§ DO THIS
Turn each line of the records below into a row of a Markdown table with two columns, "Row" for its number and "Text" for the line itself. Skip any blank lines.

[Data lines]
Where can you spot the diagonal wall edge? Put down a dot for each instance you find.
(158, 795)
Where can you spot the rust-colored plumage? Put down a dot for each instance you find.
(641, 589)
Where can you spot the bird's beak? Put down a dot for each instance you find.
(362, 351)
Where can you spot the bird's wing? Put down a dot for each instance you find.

§ TASK OUTPUT
| Row | Text |
|---|---|
| 1 | Where can you spot the diagonal wall edge? Put down a dot for each instance you find. |
| 2 | (158, 795) |
| 3 | Where can you spot the rust-colored plumage? Put down a dot for each instance you find. |
| 4 | (641, 589) |
| 5 | Where can you spot the bird's beak? Put down a dot for each instance you find. |
| 6 | (362, 351) |
| 7 | Where can you spot the bird's wing? Put down a dot for each instance you find. |